Task brief:
Report how many lines of the data below contain the string "rectangular" (case-sensitive). Give only the number.

BEGIN

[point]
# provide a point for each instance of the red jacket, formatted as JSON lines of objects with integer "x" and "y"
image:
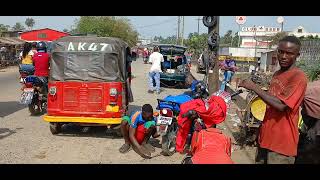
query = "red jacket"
{"x": 41, "y": 64}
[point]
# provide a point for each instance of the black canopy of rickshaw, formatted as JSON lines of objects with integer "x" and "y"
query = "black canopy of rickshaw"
{"x": 170, "y": 49}
{"x": 92, "y": 59}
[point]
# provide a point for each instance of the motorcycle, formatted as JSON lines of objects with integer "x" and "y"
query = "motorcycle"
{"x": 169, "y": 109}
{"x": 206, "y": 144}
{"x": 34, "y": 93}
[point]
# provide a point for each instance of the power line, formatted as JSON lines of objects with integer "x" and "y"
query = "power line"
{"x": 162, "y": 22}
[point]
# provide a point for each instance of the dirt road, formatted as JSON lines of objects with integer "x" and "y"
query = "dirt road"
{"x": 27, "y": 139}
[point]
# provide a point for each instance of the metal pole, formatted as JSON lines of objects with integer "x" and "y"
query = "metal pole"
{"x": 178, "y": 37}
{"x": 182, "y": 36}
{"x": 239, "y": 36}
{"x": 213, "y": 75}
{"x": 198, "y": 25}
{"x": 255, "y": 48}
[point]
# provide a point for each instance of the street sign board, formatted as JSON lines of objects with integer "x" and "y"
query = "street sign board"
{"x": 241, "y": 19}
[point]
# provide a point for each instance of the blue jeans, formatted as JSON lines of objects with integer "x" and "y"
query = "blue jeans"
{"x": 154, "y": 76}
{"x": 27, "y": 67}
{"x": 227, "y": 79}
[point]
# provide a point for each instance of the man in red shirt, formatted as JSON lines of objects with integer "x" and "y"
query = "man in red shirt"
{"x": 41, "y": 61}
{"x": 278, "y": 138}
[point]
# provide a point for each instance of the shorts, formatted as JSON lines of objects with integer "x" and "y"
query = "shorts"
{"x": 147, "y": 125}
{"x": 265, "y": 156}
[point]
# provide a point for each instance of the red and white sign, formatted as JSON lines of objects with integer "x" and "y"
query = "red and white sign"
{"x": 241, "y": 19}
{"x": 261, "y": 29}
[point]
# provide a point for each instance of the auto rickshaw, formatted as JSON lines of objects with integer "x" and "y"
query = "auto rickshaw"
{"x": 89, "y": 82}
{"x": 252, "y": 116}
{"x": 175, "y": 67}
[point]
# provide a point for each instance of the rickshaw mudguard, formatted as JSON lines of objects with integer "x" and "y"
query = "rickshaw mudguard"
{"x": 89, "y": 120}
{"x": 172, "y": 77}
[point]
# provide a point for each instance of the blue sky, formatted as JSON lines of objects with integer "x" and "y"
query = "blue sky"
{"x": 150, "y": 26}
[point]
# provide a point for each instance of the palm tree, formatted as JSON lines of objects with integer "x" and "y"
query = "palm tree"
{"x": 274, "y": 40}
{"x": 29, "y": 23}
{"x": 18, "y": 27}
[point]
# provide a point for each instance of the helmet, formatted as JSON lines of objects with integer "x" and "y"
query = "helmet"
{"x": 41, "y": 46}
{"x": 34, "y": 44}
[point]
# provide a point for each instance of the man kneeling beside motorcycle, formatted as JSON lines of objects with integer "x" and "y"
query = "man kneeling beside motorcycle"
{"x": 137, "y": 130}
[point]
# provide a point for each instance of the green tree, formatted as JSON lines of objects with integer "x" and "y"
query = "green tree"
{"x": 197, "y": 43}
{"x": 4, "y": 27}
{"x": 107, "y": 26}
{"x": 30, "y": 23}
{"x": 235, "y": 41}
{"x": 18, "y": 27}
{"x": 227, "y": 39}
{"x": 274, "y": 40}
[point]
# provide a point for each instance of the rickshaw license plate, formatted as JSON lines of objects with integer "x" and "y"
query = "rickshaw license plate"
{"x": 164, "y": 120}
{"x": 28, "y": 90}
{"x": 112, "y": 108}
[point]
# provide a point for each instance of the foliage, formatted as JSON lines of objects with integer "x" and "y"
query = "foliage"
{"x": 107, "y": 26}
{"x": 30, "y": 23}
{"x": 4, "y": 27}
{"x": 18, "y": 27}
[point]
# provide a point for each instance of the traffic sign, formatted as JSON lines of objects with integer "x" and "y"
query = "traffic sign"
{"x": 241, "y": 19}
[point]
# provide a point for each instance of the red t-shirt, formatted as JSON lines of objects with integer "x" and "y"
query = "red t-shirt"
{"x": 279, "y": 130}
{"x": 41, "y": 64}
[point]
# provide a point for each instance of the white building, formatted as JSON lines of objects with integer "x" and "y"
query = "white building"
{"x": 255, "y": 37}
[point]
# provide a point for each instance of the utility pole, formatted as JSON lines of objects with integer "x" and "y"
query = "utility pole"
{"x": 199, "y": 19}
{"x": 178, "y": 37}
{"x": 213, "y": 73}
{"x": 182, "y": 32}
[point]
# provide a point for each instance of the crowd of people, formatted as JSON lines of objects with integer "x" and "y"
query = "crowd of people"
{"x": 280, "y": 140}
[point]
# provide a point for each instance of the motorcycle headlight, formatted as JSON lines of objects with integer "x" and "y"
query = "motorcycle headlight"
{"x": 53, "y": 90}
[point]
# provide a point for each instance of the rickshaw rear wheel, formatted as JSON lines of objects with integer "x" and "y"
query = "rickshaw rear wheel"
{"x": 32, "y": 109}
{"x": 55, "y": 128}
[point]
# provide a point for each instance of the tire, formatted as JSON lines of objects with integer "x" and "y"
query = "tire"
{"x": 169, "y": 140}
{"x": 55, "y": 128}
{"x": 209, "y": 23}
{"x": 118, "y": 133}
{"x": 198, "y": 69}
{"x": 213, "y": 40}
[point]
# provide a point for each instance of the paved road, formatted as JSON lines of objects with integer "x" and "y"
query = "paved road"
{"x": 27, "y": 139}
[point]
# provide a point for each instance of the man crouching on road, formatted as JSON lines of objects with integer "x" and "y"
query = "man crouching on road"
{"x": 137, "y": 130}
{"x": 278, "y": 138}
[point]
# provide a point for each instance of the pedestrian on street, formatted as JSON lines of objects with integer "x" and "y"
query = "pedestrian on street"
{"x": 41, "y": 61}
{"x": 154, "y": 74}
{"x": 137, "y": 130}
{"x": 309, "y": 140}
{"x": 26, "y": 58}
{"x": 34, "y": 47}
{"x": 279, "y": 135}
{"x": 229, "y": 67}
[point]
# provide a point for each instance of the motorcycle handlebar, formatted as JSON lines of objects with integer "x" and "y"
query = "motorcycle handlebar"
{"x": 236, "y": 93}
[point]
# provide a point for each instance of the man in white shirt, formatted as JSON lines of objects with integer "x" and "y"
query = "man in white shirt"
{"x": 154, "y": 75}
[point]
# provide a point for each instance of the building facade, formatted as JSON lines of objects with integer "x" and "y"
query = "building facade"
{"x": 46, "y": 34}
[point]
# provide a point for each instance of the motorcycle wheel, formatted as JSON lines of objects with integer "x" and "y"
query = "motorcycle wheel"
{"x": 169, "y": 140}
{"x": 33, "y": 110}
{"x": 55, "y": 128}
{"x": 209, "y": 21}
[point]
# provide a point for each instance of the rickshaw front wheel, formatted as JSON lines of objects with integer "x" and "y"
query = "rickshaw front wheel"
{"x": 55, "y": 128}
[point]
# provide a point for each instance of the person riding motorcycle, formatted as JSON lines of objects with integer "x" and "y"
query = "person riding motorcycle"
{"x": 41, "y": 61}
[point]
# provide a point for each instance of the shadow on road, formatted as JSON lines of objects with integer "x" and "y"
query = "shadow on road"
{"x": 5, "y": 132}
{"x": 86, "y": 131}
{"x": 134, "y": 108}
{"x": 10, "y": 107}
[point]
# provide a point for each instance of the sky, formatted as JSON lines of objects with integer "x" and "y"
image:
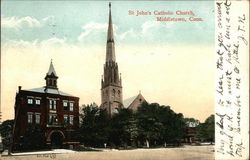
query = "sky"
{"x": 171, "y": 63}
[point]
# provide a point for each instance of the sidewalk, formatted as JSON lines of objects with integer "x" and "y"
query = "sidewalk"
{"x": 54, "y": 151}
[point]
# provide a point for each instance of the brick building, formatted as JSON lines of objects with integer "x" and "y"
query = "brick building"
{"x": 49, "y": 108}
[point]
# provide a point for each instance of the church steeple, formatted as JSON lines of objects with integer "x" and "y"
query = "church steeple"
{"x": 51, "y": 77}
{"x": 110, "y": 47}
{"x": 111, "y": 91}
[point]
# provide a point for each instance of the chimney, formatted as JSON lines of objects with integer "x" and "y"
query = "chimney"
{"x": 19, "y": 88}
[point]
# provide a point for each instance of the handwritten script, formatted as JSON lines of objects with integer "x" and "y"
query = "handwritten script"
{"x": 231, "y": 41}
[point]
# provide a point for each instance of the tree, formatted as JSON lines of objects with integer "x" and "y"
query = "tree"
{"x": 6, "y": 129}
{"x": 94, "y": 130}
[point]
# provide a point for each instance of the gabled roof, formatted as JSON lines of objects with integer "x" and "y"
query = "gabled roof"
{"x": 48, "y": 90}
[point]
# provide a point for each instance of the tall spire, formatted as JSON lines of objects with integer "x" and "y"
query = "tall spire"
{"x": 51, "y": 69}
{"x": 110, "y": 47}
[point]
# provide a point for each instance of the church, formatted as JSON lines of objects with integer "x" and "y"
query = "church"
{"x": 57, "y": 112}
{"x": 111, "y": 83}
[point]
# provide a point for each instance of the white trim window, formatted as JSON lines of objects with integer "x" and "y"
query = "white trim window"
{"x": 66, "y": 119}
{"x": 71, "y": 106}
{"x": 53, "y": 118}
{"x": 71, "y": 119}
{"x": 30, "y": 101}
{"x": 38, "y": 118}
{"x": 38, "y": 101}
{"x": 30, "y": 118}
{"x": 52, "y": 104}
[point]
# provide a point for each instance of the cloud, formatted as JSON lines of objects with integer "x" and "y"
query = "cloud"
{"x": 129, "y": 33}
{"x": 21, "y": 22}
{"x": 92, "y": 28}
{"x": 94, "y": 31}
{"x": 53, "y": 41}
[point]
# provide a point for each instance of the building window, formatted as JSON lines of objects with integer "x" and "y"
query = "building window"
{"x": 38, "y": 101}
{"x": 113, "y": 94}
{"x": 65, "y": 105}
{"x": 30, "y": 101}
{"x": 30, "y": 118}
{"x": 38, "y": 118}
{"x": 53, "y": 119}
{"x": 66, "y": 119}
{"x": 71, "y": 118}
{"x": 71, "y": 106}
{"x": 52, "y": 104}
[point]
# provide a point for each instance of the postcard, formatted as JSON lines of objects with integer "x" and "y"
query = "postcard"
{"x": 124, "y": 80}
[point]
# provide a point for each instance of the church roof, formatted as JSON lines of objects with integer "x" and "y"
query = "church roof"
{"x": 48, "y": 90}
{"x": 51, "y": 69}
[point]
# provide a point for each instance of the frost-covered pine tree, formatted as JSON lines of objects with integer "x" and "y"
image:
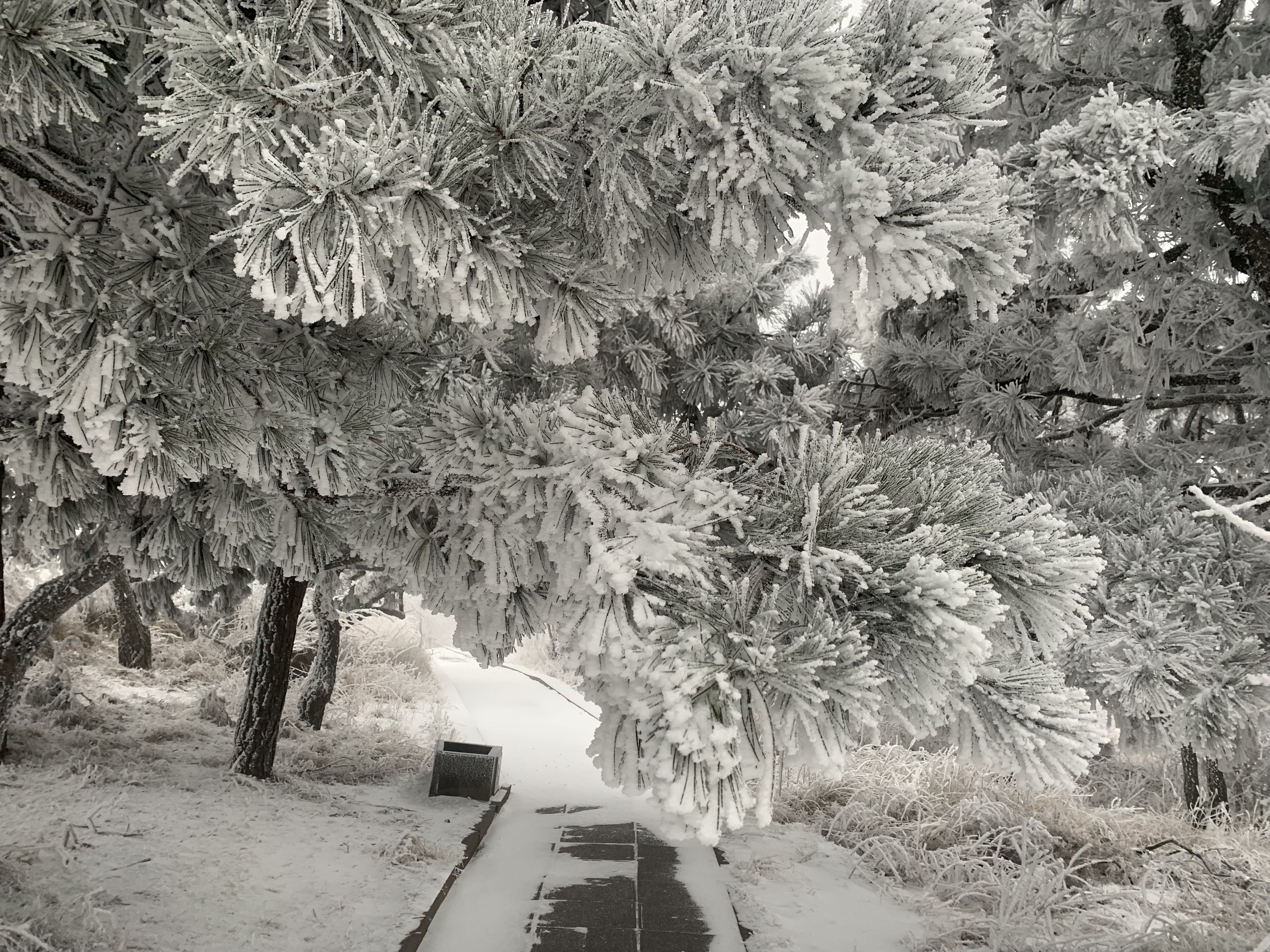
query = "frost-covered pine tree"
{"x": 1135, "y": 135}
{"x": 1179, "y": 650}
{"x": 235, "y": 236}
{"x": 726, "y": 610}
{"x": 1138, "y": 347}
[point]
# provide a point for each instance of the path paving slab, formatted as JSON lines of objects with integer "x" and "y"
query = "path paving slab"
{"x": 571, "y": 865}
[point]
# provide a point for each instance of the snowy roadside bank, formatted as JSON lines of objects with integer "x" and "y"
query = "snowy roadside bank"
{"x": 123, "y": 829}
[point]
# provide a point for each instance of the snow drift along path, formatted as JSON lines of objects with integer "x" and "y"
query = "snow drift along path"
{"x": 558, "y": 870}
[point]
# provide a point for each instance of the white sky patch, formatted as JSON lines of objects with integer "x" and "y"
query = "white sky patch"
{"x": 817, "y": 246}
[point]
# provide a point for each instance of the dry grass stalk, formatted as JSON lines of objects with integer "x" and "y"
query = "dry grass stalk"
{"x": 1011, "y": 870}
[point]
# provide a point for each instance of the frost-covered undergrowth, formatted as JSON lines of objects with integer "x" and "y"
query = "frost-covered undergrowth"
{"x": 125, "y": 829}
{"x": 545, "y": 655}
{"x": 1004, "y": 869}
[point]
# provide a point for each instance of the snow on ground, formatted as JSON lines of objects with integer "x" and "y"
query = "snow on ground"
{"x": 797, "y": 892}
{"x": 206, "y": 864}
{"x": 544, "y": 728}
{"x": 123, "y": 829}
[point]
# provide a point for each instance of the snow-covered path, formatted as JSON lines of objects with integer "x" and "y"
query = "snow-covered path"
{"x": 566, "y": 850}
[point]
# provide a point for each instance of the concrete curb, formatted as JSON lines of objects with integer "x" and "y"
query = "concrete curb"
{"x": 472, "y": 843}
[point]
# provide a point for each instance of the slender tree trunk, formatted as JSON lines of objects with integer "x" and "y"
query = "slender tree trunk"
{"x": 2, "y": 550}
{"x": 134, "y": 632}
{"x": 322, "y": 676}
{"x": 1218, "y": 794}
{"x": 257, "y": 738}
{"x": 1191, "y": 781}
{"x": 27, "y": 627}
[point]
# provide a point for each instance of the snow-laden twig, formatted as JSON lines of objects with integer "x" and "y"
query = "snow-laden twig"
{"x": 1230, "y": 514}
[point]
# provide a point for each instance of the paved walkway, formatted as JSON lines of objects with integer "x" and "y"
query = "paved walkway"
{"x": 569, "y": 865}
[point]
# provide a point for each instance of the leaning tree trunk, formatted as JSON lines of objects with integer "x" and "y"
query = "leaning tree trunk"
{"x": 257, "y": 738}
{"x": 322, "y": 676}
{"x": 27, "y": 626}
{"x": 1218, "y": 794}
{"x": 134, "y": 632}
{"x": 1191, "y": 782}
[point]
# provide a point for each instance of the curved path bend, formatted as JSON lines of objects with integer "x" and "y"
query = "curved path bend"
{"x": 569, "y": 865}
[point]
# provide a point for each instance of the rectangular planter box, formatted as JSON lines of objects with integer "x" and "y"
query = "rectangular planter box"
{"x": 465, "y": 770}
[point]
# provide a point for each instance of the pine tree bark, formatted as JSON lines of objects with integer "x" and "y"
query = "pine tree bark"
{"x": 27, "y": 626}
{"x": 1191, "y": 782}
{"x": 1218, "y": 794}
{"x": 321, "y": 685}
{"x": 256, "y": 742}
{"x": 2, "y": 547}
{"x": 134, "y": 632}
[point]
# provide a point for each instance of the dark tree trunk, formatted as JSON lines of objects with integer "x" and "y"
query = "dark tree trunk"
{"x": 1218, "y": 795}
{"x": 1191, "y": 781}
{"x": 2, "y": 549}
{"x": 134, "y": 632}
{"x": 257, "y": 738}
{"x": 27, "y": 627}
{"x": 322, "y": 677}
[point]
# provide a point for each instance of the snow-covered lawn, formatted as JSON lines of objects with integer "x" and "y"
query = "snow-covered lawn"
{"x": 796, "y": 890}
{"x": 123, "y": 829}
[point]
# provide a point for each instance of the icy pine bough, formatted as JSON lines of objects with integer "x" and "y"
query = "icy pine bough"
{"x": 723, "y": 615}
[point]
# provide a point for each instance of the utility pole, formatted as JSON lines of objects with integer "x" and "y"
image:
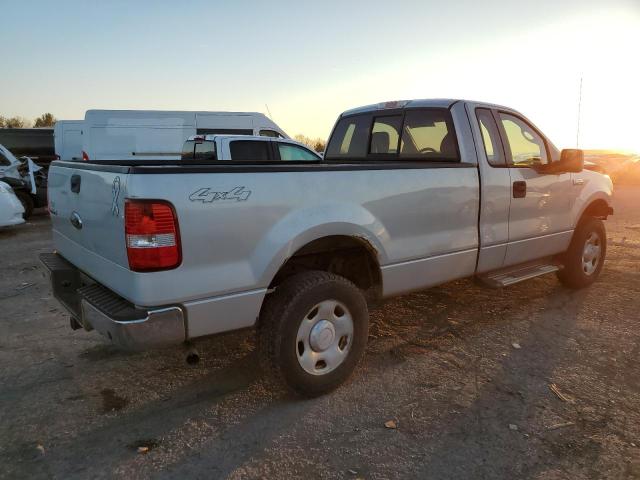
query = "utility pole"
{"x": 579, "y": 106}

END

Exercise result:
2